### DOKUMENT:
# 2 Frames nacheinander aufrufen



## Jackii (13. Feb 2012)

Hallo.

Wichtige Infos mal gleich zu anfang 
Ich Programmiere Java mit Netbeans 7.1

Ich bin grade dabei ein Startbildschirm für ein 2D Spiel zu programmieren.
Zuerst öffnet sich das Startbild und durch ein Button Klick soll sich das eigendliche Spiel öffenen.

Das Spiel wird im einem Fullscreen Frame ausgegeben. Das Startbild ist kein Fullscreen.

Zu zeit bekomme ich folgende Fehlermeldung:
"Exception in thread "AWT-EventQueue-0" java.lang.NullPointerException"

Mir wurde gesagt das es warscheinlich etwas mit den zwei Frames zutun hat deshalb meine frage ob meine Idee überhaubt möglich sei??

MfG
Jackii


----------



## jgh (13. Feb 2012)

klar ist das möglich und die Fehlermeldung sagt, dass irgendwas NULL ist.
Entweder einer deiner beiden Frames, oder irgendwelche Komponenten die sich darin befinden.
Ohne Code nichts los...also zeig den Quellcode, oder -wenn du viel Glück hast- hat einer heute seine Kristallkugel dabei und kann dir sagen, wo du an welcher Stelle etwas ändern musst.


----------



## Gast2 (13. Feb 2012)

Ich hatte auch schon mal was geplant und etwas hat nicht funktioniert. 
Ging das was ich geplant hatte überhaupt?

:noe:

Was erwartest du mit so einer Frage? Naja ich kann nicht helfen, meine Kistallkugel hat Urlaub.

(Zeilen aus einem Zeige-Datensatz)

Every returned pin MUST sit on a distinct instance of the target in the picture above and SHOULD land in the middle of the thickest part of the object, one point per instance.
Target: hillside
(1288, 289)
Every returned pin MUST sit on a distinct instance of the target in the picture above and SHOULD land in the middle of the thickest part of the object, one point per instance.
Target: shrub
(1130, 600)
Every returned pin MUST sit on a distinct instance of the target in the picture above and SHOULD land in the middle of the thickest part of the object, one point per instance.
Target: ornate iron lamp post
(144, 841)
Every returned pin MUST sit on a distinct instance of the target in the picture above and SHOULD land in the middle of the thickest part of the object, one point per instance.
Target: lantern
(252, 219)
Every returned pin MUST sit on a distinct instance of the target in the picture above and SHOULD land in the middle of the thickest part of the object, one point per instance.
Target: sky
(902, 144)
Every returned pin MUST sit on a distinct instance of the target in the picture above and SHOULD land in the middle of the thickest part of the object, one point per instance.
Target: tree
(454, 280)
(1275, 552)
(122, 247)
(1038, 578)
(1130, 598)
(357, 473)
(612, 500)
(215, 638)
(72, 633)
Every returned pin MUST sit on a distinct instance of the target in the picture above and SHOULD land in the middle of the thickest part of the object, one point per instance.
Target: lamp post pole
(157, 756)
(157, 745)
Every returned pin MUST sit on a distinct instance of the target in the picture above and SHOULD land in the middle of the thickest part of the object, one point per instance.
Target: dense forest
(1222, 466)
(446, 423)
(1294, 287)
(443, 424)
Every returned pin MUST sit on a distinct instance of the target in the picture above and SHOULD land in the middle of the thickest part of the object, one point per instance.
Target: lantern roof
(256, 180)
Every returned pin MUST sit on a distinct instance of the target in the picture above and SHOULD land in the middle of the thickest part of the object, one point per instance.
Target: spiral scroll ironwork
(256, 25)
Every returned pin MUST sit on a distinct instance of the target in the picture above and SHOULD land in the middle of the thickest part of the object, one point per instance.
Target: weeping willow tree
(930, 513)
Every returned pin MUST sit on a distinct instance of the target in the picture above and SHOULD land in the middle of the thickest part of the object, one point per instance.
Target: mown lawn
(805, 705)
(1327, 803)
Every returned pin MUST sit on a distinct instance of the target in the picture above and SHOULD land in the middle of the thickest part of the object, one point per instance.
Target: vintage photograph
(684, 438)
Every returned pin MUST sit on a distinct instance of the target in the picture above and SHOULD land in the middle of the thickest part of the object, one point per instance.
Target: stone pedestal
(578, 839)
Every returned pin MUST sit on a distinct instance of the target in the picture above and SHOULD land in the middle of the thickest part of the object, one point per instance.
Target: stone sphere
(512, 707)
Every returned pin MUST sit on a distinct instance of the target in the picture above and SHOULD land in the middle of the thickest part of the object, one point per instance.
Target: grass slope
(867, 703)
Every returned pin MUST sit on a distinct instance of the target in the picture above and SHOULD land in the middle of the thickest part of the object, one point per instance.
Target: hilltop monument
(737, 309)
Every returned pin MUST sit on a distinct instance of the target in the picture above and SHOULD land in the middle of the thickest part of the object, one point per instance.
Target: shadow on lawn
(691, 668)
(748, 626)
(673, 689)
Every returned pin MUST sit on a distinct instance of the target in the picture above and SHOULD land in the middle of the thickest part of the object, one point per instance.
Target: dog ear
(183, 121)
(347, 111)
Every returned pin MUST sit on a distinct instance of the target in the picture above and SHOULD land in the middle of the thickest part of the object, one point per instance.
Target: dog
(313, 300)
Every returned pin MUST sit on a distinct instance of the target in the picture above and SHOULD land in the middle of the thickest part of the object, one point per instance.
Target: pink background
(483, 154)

### AUFGABEN:
1 - Beantworte zum Forenthread über die zwei Frames:
(a) Mit welcher Entwicklungsumgebung programmiert Jackii Java?
(b) Was sagt die Fehlermeldung laut jgh aus?
(c) Warum kann Gast2 nach eigener Aussage nicht helfen?
2 - Führe den Forenthread über die zwei Frames nach dem letzten Beitrag weiter.

### ANTWORTEN JE AUFGABE:
1 -
(a) Mit Netbeans 7.1.
(b) Dass irgendetwas NULL ist, entweder einer der beiden Frames oder irgendwelche Komponenten darin.
(c) Weil seine Kristallkugel Urlaub hat.

2 -
PS: In der NullPointer Exception (Der Fehler kommt ja wahrscheinlich in deiner IDE, welche wir auch nicht kennen) steht in welcher Zeiler welcher Datei der Fehler auftritt. Guckmal genau nach. Da ist irgendwas nicht initialisiert worden!


----------



## truesoul (13. Feb 2012)

Da wird irgendeine Variable/Objekt null sein also sowas wie 
Siehe hier

Und ja, es ist möglich. 

Ich vermute mal nach der Aussage:


> Zu zeit bekomme ich folgende Fehlermeldung:
> "Exception in thread "AWT-EventQueue-0" java.lang.NullPointerException"
> 
> Mir wurde gesagt das es warscheinlich etwas mit den zwei Frames zutun hat deshalb meine frage ob meine Idee überhaubt möglich sei??



Ist dein Java wissensstand noch am Anfang und deshalb würde ich dir auch mal empfehlen die Grundlagen dir anzueignen. 
Galileo Computing :: Java ist auch eine Insel - index

Um dir bei der Fehlersuche zu helfen, bräuchte man schon ein wenig Code und den gesamten Stacktrace.


----------



## Jackii (13. Feb 2012)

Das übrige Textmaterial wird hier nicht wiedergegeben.